Exploring Relationships {-}
Attribution: This lab is an adaptation of Chapter 4 of Answering questions with data Lab Manual by Matt Crump and his team.
Log into your Posit Cloud account.
Open the Lab 4 Relationships project.
Open the Lab4-Remix-Student-Name.Rmd worksheet
IMPORTANT!
Remember to rename this file to include your name in place of “Student-Name”. Example: Lab-4-Remix-Sue-Smith.Rmd
Also, put your name in the Author area and change the Date to the current date.
Other than entering your name to replace Student Name and changing the date to the current date, do not change anything in the head space.
Load the libraries! The code is in the report template, so just run it.
CC1
library(ggpubr)
library(tidyverse)
library(moderndive)
library(scales)
library(broom)
This generalization exercise will explore the idea that correlations between two measures can arise by chance alone. There are two questions to answer. For each question, you will be sampling random numbers from uniform distribution. To conduct the estimate, you will be running a simulation 100 times. The questions are:
Warm-up Part 1. Estimate the range (minimum and maximum number) of correlations (using Pearson’s r) that could occur by chance between two variables with n=10. Also create a histogram of the possible values.
Use these tips to answer the question for Warm-up Part 1.

Tip 1: You can use the runif() function to sample random
numbers between a minimum value, and maximum value. The code in CC2
below samples n = 10 random numbers between the range 0 (min = 0) and 10
(max=10) and stores them in a variable named x. Every time you run this
code, the 10 values in x will be re-sampled, and will be 10 new random
numbers.

=== Given entries ===
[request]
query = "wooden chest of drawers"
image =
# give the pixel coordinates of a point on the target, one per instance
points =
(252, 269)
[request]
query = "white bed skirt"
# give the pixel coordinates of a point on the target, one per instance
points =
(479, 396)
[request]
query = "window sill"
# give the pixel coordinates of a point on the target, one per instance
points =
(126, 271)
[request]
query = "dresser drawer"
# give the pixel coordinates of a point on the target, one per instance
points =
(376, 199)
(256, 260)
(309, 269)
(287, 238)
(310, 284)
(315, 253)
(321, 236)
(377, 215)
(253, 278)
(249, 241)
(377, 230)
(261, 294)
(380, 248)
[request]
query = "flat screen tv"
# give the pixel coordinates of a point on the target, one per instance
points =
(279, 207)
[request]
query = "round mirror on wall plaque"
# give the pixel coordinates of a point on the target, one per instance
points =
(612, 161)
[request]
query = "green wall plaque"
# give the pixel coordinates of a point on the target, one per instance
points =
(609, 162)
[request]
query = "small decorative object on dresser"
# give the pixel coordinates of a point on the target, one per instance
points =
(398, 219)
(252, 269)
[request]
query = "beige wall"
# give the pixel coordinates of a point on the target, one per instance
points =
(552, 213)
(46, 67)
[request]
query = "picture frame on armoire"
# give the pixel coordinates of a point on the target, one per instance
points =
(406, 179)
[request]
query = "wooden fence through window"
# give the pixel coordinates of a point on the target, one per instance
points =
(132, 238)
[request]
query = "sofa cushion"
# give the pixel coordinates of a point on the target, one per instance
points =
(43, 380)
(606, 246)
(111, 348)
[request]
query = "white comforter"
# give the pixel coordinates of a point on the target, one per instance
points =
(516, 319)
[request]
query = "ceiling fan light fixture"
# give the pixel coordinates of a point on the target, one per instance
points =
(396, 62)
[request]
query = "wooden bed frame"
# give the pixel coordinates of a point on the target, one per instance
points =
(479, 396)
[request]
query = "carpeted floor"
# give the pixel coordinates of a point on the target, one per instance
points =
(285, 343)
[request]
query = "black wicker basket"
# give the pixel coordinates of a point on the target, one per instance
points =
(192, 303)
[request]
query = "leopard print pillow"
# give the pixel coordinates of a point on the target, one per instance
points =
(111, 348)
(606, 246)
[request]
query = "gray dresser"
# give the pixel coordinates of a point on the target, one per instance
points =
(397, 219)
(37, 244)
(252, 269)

=== Requirements ===
Write out the part of the lab handout starting with "Other than entering" and going on through "for Warm-up Part 1.", word for word.

=== Exercise solution ===
Other than entering your name to replace Student Name and changing the date to the current date, do not change anything in the head space.
Load the libraries! The code is in the report template, so just run it.
CC1
library(ggpubr)
library(tidyverse)
library(moderndive)
library(scales)
library(broom)
This generalization exercise will explore the idea that correlations between two measures can arise by chance alone. There are two questions to answer. For each question, you will be sampling random numbers from uniform distribution. To conduct the estimate, you will be running a simulation 100 times. The questions are:
Warm-up Part 1. Estimate the range (minimum and maximum number) of correlations (using Pearson’s r) that could occur by chance between two variables with n=10. Also create a histogram of the possible values.
Use these tips to answer the question for Warm-up Part 1.